> **SOURCE PASSAGE**
######

# Can I do this?



## jfharrison (Dec 31, 2006)

Can someone be watching live TV or a recorded show and at the same time stream a recorded show from the tivo Premier XL to an iPad? That is, will the tivo handle these 2 things at the same time or must the recorded show be copied to the iPad if someone is using the Tivo for viewing?

Thanks, Jon


----------



## csm10495 (Nov 15, 2008)

jfharrison said:


> Can someone be watching live TV or a recorded show and at the same time stream a recorded show from the tivo Premier XL to an iPad? That is, will the tivo handle these 2 things at the same time or must the recorded show be copied to the iPad if someone is using the Tivo for viewing?
> 
> Thanks, Jon


Short answer: it will stream even if you are doing something different, if you have a TiVo Stream.

If you have a Stream, you could even, be recording on all tuners, watching a recorded show on the TV and watching something different on your iPad. At the same time. But to stream to an iPad at all, I think you need a Stream


----------



## jfharrison (Dec 31, 2006)

######

> **ENTRIES PROVIDED**

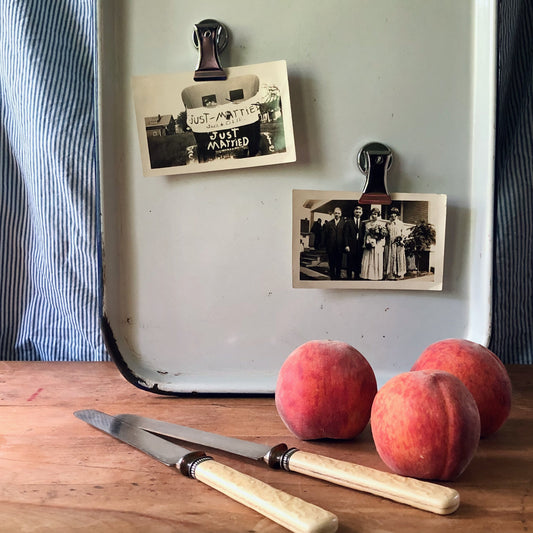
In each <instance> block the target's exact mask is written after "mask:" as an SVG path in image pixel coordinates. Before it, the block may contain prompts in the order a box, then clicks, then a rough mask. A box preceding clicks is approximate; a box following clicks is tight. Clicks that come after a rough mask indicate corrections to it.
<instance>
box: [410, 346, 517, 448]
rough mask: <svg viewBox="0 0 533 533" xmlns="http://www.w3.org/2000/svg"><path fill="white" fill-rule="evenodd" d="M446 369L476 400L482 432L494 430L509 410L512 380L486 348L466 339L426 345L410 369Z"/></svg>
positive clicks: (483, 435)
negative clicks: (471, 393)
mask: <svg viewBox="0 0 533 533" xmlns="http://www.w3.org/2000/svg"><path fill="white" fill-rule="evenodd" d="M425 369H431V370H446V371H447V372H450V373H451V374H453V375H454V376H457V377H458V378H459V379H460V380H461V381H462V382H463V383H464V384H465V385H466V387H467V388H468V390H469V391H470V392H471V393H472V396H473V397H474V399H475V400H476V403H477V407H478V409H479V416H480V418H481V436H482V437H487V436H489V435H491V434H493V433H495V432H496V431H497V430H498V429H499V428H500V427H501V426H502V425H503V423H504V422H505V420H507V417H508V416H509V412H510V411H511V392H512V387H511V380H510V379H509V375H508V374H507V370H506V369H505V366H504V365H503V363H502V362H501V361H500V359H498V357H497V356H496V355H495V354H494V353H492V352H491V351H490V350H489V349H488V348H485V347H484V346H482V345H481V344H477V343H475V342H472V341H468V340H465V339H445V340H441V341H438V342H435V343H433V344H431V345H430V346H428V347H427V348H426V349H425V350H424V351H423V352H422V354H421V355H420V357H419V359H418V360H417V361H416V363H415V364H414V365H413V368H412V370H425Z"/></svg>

######

> **ACTIVITIES**
#1 In the TiVo streaming thread, what does the reply say is needed to stream to an iPad at all?
#2 Carry on the TiVo streaming thread from the point where it stops.

> **EXPECTED RESULTS**
#1 A TiVo Stream.

#2
Very good, thanks


----------



## Dan203 (Apr 17, 2000)

TiVo Premiere units support streaming to up to 3 secondary devices, in addition to recording on all tuners and watching something on the TiVo itself. Whether those devices are iPads (with a Stream), a second TiVo or the upcoming TiVo Mini. 

Dan


----------



## tre74 (Nov 12, 2010)

Tested this out last night for the first time. Put on a recorded show on the Premiere and streamed three different shows to two iPhones and an iPad. Everything worked perfectly with no streaming hiccups. I think the Premiere was recording one show at the time.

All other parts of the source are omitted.